▶ DATA SHOWN
____________
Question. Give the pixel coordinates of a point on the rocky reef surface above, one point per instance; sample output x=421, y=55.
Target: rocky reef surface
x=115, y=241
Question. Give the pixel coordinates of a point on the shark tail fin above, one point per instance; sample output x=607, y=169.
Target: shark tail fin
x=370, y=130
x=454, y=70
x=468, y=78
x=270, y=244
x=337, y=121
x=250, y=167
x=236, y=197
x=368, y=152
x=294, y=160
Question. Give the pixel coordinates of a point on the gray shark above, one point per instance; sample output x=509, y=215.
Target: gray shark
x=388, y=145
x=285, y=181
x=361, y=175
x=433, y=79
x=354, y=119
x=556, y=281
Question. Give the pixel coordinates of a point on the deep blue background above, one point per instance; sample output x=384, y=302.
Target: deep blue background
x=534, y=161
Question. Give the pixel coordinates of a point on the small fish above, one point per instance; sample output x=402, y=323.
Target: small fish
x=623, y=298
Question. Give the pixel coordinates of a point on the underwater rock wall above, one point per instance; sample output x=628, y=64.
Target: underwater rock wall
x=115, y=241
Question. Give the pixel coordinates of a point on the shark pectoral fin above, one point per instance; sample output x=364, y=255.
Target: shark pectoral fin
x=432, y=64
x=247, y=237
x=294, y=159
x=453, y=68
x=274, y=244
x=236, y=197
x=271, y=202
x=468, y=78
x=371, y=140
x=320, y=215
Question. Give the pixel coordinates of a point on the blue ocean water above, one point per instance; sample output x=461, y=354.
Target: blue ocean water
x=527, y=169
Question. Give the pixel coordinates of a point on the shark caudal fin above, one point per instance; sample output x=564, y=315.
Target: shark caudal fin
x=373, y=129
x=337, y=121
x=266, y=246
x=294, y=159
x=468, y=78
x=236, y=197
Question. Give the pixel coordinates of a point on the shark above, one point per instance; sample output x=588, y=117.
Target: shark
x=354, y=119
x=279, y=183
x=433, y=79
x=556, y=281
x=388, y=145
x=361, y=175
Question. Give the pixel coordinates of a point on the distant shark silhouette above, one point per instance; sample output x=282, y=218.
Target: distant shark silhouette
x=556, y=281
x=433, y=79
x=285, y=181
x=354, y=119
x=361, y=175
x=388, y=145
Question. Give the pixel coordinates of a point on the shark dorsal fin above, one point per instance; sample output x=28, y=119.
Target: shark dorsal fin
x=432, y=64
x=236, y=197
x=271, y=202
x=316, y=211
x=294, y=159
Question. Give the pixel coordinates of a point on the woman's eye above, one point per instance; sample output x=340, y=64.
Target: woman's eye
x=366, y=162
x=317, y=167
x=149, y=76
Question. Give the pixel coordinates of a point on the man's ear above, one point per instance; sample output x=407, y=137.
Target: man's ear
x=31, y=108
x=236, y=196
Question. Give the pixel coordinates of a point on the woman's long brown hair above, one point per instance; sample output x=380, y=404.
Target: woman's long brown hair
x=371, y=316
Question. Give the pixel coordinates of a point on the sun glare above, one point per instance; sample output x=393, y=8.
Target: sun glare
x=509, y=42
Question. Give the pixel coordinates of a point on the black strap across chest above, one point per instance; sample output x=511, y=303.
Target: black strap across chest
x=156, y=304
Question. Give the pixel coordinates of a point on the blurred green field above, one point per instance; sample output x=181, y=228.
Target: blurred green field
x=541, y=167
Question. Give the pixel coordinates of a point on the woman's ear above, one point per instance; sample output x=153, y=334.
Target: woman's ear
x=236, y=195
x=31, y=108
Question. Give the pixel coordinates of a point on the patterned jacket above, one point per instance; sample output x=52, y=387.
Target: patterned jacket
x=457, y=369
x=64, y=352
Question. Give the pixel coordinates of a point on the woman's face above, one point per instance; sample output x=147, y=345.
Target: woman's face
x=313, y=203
____________
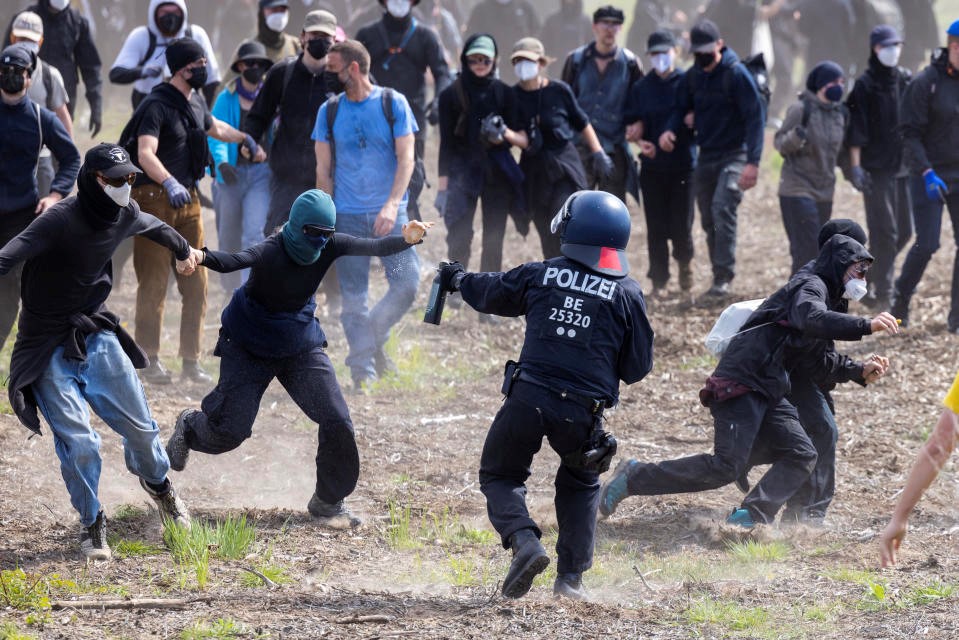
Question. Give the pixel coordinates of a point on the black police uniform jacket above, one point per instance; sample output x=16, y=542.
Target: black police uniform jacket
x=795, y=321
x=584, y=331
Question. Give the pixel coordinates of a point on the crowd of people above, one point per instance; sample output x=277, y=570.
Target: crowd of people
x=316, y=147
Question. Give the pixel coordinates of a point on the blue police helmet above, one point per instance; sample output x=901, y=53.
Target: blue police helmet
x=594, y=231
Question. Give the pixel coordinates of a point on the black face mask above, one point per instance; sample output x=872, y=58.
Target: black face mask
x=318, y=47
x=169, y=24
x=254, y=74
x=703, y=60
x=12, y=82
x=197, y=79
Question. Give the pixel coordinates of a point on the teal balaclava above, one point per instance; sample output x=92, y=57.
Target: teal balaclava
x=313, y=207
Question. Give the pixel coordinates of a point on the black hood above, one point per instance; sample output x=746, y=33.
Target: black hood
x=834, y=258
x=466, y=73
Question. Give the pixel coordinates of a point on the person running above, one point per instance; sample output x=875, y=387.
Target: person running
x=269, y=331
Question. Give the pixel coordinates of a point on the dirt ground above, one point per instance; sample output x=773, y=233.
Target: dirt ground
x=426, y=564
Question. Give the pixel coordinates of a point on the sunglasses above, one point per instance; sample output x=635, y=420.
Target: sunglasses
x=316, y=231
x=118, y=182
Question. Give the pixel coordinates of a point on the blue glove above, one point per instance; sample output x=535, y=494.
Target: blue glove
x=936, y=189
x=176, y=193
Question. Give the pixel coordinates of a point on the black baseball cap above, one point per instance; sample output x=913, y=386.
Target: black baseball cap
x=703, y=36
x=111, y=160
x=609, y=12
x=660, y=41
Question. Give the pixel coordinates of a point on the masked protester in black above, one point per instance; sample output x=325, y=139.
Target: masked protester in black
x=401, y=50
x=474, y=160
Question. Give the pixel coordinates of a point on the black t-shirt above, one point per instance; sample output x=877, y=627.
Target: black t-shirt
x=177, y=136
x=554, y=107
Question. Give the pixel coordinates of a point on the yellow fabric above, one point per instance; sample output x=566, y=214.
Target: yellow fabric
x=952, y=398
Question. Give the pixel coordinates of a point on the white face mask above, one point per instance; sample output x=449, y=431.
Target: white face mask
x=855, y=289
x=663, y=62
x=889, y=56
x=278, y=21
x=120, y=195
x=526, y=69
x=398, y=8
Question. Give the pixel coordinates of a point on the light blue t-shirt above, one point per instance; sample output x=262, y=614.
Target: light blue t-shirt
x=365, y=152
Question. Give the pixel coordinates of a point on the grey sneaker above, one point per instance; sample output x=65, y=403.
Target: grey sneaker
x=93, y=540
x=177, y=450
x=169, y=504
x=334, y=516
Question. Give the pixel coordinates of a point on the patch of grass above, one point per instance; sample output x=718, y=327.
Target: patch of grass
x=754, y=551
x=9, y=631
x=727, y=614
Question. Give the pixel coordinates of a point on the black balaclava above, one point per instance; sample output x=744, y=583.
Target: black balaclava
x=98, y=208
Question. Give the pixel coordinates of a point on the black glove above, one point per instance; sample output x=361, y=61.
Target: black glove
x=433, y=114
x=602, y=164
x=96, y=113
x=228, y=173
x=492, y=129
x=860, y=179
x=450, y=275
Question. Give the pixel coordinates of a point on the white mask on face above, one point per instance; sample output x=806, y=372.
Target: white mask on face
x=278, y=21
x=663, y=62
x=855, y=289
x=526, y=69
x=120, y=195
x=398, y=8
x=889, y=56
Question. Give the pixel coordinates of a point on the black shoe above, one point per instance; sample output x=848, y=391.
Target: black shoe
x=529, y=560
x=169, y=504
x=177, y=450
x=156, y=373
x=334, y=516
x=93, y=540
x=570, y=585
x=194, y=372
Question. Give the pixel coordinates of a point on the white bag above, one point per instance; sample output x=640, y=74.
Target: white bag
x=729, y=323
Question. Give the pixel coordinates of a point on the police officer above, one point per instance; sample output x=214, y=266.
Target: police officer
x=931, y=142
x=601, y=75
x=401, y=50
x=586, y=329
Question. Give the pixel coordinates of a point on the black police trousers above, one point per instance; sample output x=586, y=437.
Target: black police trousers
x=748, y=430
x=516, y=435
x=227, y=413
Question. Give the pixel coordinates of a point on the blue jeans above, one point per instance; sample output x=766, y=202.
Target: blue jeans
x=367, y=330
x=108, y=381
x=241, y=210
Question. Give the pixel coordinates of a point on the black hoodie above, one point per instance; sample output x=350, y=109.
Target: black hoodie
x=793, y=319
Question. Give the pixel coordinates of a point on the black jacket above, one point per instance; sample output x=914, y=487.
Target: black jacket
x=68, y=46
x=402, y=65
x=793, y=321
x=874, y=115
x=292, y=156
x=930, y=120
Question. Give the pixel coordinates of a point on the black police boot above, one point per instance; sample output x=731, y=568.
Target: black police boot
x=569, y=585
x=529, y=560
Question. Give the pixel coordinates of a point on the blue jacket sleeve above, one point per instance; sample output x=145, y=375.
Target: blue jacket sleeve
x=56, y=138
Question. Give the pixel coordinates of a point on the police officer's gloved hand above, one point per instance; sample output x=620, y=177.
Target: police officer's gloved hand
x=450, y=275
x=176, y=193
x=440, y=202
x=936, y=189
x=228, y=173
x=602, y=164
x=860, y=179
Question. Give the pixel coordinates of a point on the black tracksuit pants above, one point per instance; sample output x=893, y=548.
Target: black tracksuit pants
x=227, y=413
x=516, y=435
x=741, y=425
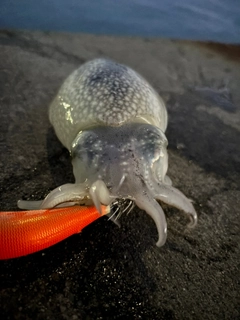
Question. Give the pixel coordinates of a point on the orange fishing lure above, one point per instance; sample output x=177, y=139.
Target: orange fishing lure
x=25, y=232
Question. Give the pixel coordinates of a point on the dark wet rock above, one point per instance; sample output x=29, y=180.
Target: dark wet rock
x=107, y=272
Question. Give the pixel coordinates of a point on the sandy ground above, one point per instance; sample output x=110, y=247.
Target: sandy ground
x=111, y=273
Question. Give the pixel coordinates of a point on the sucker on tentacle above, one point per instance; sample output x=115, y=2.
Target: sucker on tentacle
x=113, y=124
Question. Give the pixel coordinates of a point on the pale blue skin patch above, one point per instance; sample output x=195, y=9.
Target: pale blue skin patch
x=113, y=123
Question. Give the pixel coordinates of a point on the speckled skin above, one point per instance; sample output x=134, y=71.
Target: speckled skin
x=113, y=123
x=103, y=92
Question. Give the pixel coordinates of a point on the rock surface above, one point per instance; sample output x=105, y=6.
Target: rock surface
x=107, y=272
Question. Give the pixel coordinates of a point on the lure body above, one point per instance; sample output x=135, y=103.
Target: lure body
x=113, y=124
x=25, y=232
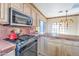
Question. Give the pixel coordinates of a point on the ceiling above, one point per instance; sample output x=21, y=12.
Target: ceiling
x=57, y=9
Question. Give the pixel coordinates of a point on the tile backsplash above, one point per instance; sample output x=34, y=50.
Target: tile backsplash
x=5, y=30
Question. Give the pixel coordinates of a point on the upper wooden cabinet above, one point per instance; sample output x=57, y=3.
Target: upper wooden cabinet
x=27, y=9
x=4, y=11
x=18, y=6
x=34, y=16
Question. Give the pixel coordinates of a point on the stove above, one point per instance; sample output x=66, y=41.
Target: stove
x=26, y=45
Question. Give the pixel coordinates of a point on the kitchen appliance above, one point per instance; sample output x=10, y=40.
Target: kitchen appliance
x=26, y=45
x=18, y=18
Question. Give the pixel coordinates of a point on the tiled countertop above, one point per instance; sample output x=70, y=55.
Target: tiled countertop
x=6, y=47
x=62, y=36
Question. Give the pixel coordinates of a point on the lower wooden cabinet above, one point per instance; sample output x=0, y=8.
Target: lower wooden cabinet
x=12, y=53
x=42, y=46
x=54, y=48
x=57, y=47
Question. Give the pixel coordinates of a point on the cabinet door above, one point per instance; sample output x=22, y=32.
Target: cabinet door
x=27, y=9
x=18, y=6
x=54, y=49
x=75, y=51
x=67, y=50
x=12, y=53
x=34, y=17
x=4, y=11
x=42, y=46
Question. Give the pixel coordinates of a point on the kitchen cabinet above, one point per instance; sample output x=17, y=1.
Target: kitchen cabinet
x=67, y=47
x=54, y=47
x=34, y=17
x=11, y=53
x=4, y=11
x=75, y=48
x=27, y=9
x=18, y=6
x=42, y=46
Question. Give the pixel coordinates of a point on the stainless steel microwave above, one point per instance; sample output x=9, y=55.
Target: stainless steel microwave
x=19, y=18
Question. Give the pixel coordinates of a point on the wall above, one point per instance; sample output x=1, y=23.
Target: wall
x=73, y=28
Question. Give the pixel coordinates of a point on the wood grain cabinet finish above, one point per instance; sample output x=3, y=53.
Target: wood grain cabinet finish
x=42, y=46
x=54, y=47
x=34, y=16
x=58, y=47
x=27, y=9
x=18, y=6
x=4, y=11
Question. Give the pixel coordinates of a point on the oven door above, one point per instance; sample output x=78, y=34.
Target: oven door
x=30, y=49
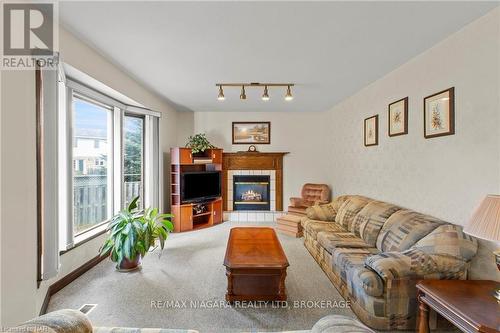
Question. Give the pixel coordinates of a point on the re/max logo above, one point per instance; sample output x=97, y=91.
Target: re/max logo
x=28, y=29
____________
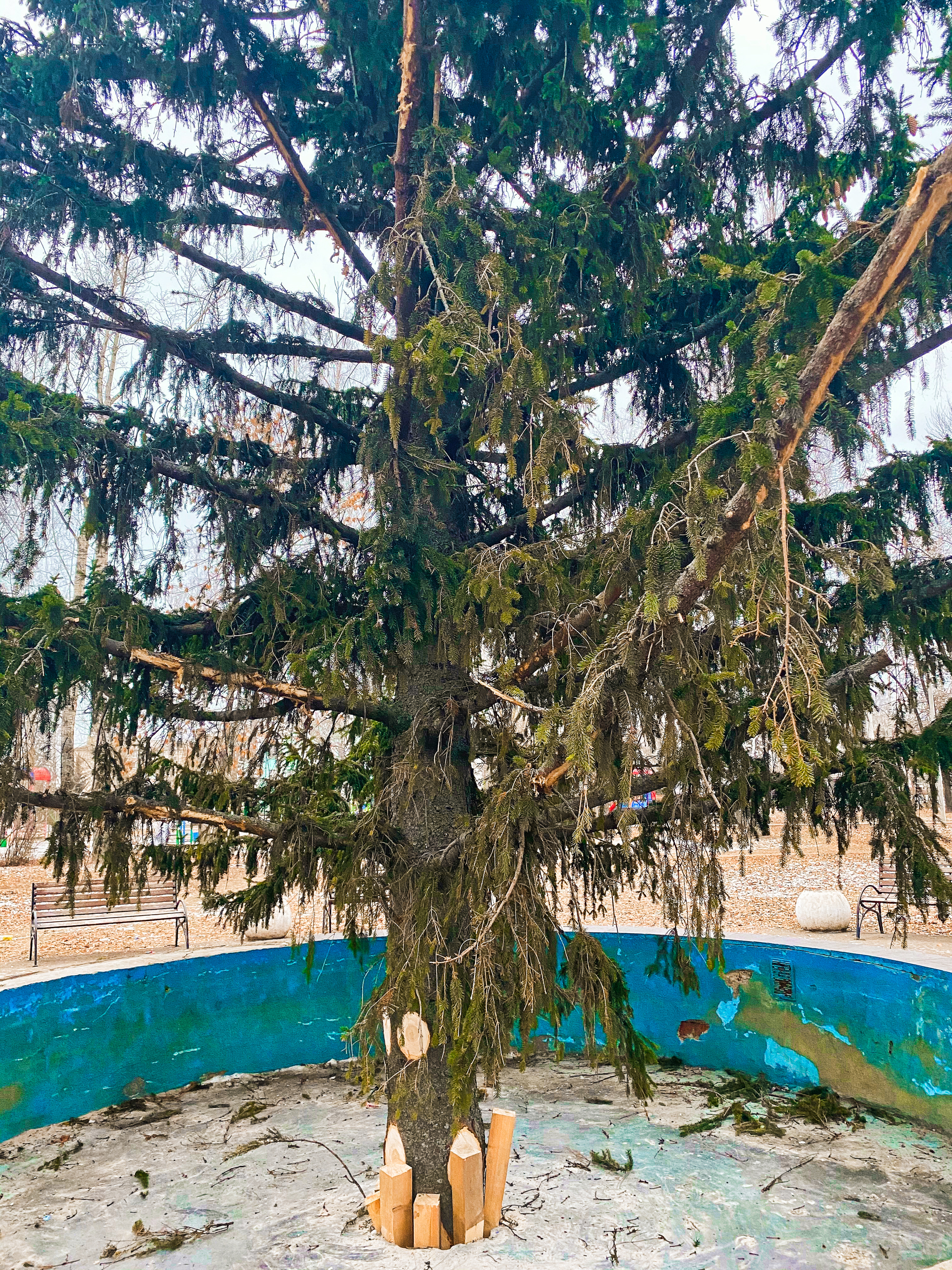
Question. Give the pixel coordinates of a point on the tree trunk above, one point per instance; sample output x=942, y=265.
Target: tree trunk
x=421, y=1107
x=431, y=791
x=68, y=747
____________
▶ SET PROBLEM
Reproduce verbatim the data running from the line that contains "Question. Give the pixel coordinates of a point on the masked" through the line that contains "x=474, y=160", with both of those lines included.

▶ ANSWER FOR THIS EXERCISE
Question. Give the pixel coordinates of a point on the masked protester in black above, one point per instance; sample output x=325, y=139.
Target: masked protester in black
x=401, y=50
x=474, y=160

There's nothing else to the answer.